Passage provided ::
---------------

Mobile menu
Workshop of Giulio Romano (Rome c. 1499-Mantua 1546)

Nero Playing while Rome Burns c. 1536-9

Oil on panel | 121.5 x 106.7 x 2.0 cm (support, canvas/panel/stretcher external) | RCIN 402576

Queen's Bathing Closet, Hampton Court Palace

Your share link is...

  Close

  • This is one of five panels in the Royal Collection by Giulio Romano that originally belonged an elaborate decorative scheme for the state apartments within the Palazzo Ducale, Mantua. This panel comes from one of the grandest rooms, the Camerino dei Cesari (Cabinet of the Caesars), the decoration of which consisted principally of eleven powerful canvases of the Roman Emperors by Titian. The subject matter is drawn from Suetonius’s Lives of the Caesars, and reflects Federico Gonzaga’s obsession with imperial themes. Completed in 1540, Titian’s images were sadly destroyed by fire in Spain in 1734.

    Giuilo played a subsidiary role in the decoration of the room; responsible for the broader ensemble into which Titian’s ‘portraits’ were fitted, he provided scenes from the life of each Emperor, to be placed below the portraits (of the original eleven only four have survived, three are in the Royal Collection). Flanking these scenes were mounted figures by Giulio representing the Emperors, and one female figure with a horse representing Victory (there were probably originally twelve of these figures, of which nine survive, two are in the Royal Collection). The ensemble of three walls (omitting the west wall) is recorded by drawings attributed to Ippolito Andreasi, c.1568 (Museum Kunst Palast, Düsseldorf), commissioned by the antiquarian Jacopo Strada. The relationship between the grand Titian figures and Giulio’s narrative scenes below has been compared to the hierarchy of an altarpiece: the predella with anecdotal scenes from the life of the saint who is depicted above, standing in majesty. Giulio’s skill lay in the illusionistic ensemble, bringing together architecture, painting and sculpture, designed to complement Titian’s work.

---------------

Pointing records:
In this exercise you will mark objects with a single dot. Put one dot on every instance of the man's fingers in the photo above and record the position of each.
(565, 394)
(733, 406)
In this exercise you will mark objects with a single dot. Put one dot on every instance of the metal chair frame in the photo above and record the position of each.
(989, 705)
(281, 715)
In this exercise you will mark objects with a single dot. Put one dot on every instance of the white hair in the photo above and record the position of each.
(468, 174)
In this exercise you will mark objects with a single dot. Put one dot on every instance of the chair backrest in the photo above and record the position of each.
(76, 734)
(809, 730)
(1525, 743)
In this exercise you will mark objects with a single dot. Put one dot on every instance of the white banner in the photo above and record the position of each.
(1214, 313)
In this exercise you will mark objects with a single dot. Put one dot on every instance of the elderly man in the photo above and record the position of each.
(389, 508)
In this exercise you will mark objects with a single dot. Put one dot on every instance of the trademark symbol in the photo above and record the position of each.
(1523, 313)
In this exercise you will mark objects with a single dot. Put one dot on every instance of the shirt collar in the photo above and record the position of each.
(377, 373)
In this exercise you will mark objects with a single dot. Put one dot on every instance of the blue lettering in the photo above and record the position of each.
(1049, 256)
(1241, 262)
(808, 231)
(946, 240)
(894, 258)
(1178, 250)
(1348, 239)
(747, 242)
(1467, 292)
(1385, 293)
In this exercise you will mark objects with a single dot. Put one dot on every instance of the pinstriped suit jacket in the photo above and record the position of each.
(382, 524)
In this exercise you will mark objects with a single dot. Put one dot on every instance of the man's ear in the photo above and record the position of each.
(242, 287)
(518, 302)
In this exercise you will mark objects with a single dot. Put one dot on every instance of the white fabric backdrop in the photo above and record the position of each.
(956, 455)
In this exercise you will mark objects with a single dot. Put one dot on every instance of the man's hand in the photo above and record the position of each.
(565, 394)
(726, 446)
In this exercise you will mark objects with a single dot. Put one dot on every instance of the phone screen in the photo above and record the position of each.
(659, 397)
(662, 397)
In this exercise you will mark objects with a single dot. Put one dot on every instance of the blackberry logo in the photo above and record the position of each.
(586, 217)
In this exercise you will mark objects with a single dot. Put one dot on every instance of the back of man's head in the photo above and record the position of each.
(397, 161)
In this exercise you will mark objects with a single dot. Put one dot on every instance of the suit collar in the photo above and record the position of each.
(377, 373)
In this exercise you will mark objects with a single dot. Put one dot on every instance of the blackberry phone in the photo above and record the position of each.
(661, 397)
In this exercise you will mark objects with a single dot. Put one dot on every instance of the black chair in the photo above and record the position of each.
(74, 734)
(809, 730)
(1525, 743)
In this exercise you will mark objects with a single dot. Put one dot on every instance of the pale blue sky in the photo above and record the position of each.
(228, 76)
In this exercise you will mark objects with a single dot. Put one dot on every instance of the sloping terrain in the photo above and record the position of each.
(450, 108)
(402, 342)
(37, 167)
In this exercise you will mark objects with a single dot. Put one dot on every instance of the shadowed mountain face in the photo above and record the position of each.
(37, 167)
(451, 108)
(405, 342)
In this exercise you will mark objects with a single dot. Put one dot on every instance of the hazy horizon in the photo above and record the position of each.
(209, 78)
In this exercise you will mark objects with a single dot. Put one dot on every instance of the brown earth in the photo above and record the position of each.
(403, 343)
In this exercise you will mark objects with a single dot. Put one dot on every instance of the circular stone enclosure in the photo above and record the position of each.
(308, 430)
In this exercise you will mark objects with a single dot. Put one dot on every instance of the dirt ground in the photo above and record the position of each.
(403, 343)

---------------

Directions ::
[A] Decide whether each statement agrees with the Giulio Romano panel description, and answer yes or no with the words from it that settle the matter: (i) Titian's images of the emperors were destroyed by fire in Spain in 1734; (ii) all eleven of Giulio's scenes from the emperors' lives have survived; (iii) the drawings attributed to Ippolito Andreasi record all four walls of the ensemble.
[B] List every person named in the two paragraphs of the Giulio Romano panel description.

Answers given ::
[A]
(i) Yes: "Titian’s images were sadly destroyed by fire in Spain in 1734."
(ii) No: "of the original eleven only four have survived"
(iii) No: "The ensemble of three walls (omitting the west wall) is recorded by drawings attributed to Ippolito Andreasi"

[B] Giulio Romano, Titian, Suetonius, Federico Gonzaga, Ippolito Andreasi, Jacopo Strada